:: Do this ::
Reproduce the following lines word for word.

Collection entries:
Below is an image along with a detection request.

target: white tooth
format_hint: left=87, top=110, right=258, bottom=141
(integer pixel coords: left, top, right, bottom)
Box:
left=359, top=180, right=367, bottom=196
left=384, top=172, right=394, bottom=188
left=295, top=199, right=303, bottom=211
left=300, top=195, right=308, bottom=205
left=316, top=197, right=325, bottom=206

:: Written answer ::
Below is an image along with a detection request.

target: white tooth
format_hint: left=87, top=110, right=258, bottom=141
(integer pixel coords: left, top, right, bottom)
Box:
left=359, top=180, right=367, bottom=196
left=384, top=172, right=394, bottom=188
left=295, top=199, right=303, bottom=211
left=300, top=195, right=308, bottom=205
left=316, top=197, right=325, bottom=206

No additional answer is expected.